*POLECENIE*:
Odpowiedz krótko na pytania, korzystając z tekstu źródłowego.
(a) Jak nazywa się komitet naukowy ONZ, który po awarii czarnobylskiej ocenił jej skutki radiologiczne?
(b) Jakie rozwiązanie stosuje się w wielu krajach wobec osób mieszkających w okolicy elektrowni jądrowej?
(c) Z jakiego powodu wójtowie chcą budowy elektrowni na terenie swoich gmin?

*TEKST ŹRÓDŁOWY*:
———
W.M.: Pamięta się Czarnobyl.
M.W.: No, jeżeli chodzi o Czarnobyl, to tutaj chcę powiedzieć coś, co może nie jest ogólnie znane. Jest komitet ONZ–owski, który nazywa się UNSCEAR, autorytatywny komitet naukowy Organizacji Narodów Zjednoczonych, który zaraz po awarii czarnobylskiej jednoznacznie określił, że skutki radiologiczne awarii są nieistotne, to znaczy nie będzie wzrostu zachorowań na nowotwory w populacjach napromienianych i tak dalej. Oczywiście, to nie jest znak lekceważenia tej awarii, ale niskie dawki promieniowania, które towarzyszyły tej awarii, dla większości ludzi nie są szkodliwe w sensie wzrostu zachorowań na choroby nowotworowe, bo tym się głównie zajmujemy.
W.M.: Ale słyszał pan pewnie: nie, taka elektrownia jądrowa to dobra rzecz, ale nie koło mnie, jak najdalej ode mnie.
M.W.: Na to też... Bo to jest ważne, bo tu jest socjotechnika. W wielu krajach na przykład stosuje się na przykład obniżenie cen energii elektrycznej dla osób zamieszkujących w okolicy elektrowni jądrowej...
W.M.: I przekupuje się, tak?
M.W.: Drugi... Ja mam świadomość w tej chwili, że wójtowie przyszłych możliwych lokalizacji, w których my jako Agencja będziemy mieli coś do powiedzenia, bo to jest element bezpieczeństwa, wręcz w tej chwili garną się i chcą, żeby to na terenie ich gminy budować elektrownię, bo to są miejsca pracy.
H.S.: Tylko z tego powodu, że ta elektrownia może być... cena energii z elektrowni atomowej może być tańsza i że właśnie to, o czym pan przed chwilą powiedział, że tam będą miejsca pracy, tak? To są dwa zasadnicze powody?
M.W.: Znaczy tak – elektrownia jądrowa w przeciwieństwie do konwencjonalnej kosztuje dużo w momencie budowy, natomiast produkuje energię elektryczną bardzo tanio. Wobec czego wysiłek inwestycyjny jest duży, natomiast bezpieczeństwo energetyczne z kolei w momencie, kiedy działa elektrownia jest bardzo wysokie, dlatego że ta elektrownia będzie działała ciągle, znaczy ciepło, które z reaktora ostatecznie przemieniane jest na energię elektryczną, jest stałe.
———
*MATERIAŁ WYJŚCIOWY*:
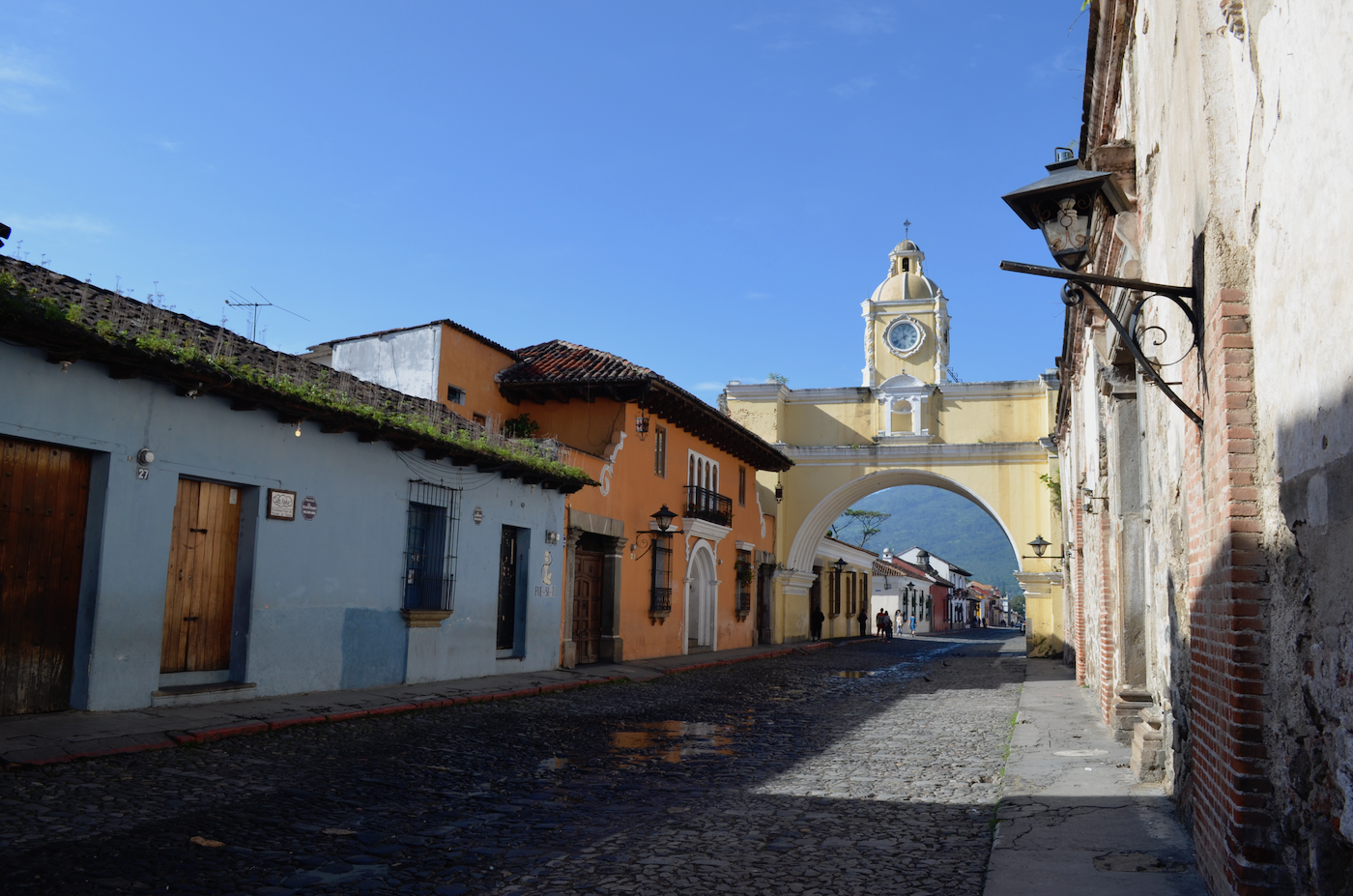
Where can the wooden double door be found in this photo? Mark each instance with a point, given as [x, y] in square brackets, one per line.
———
*ROZWIĄZANIE*:
(a) UNSCEAR.
(b) Obniżenie cen energii elektrycznej.
(c) Elektrownia oznacza miejsca pracy.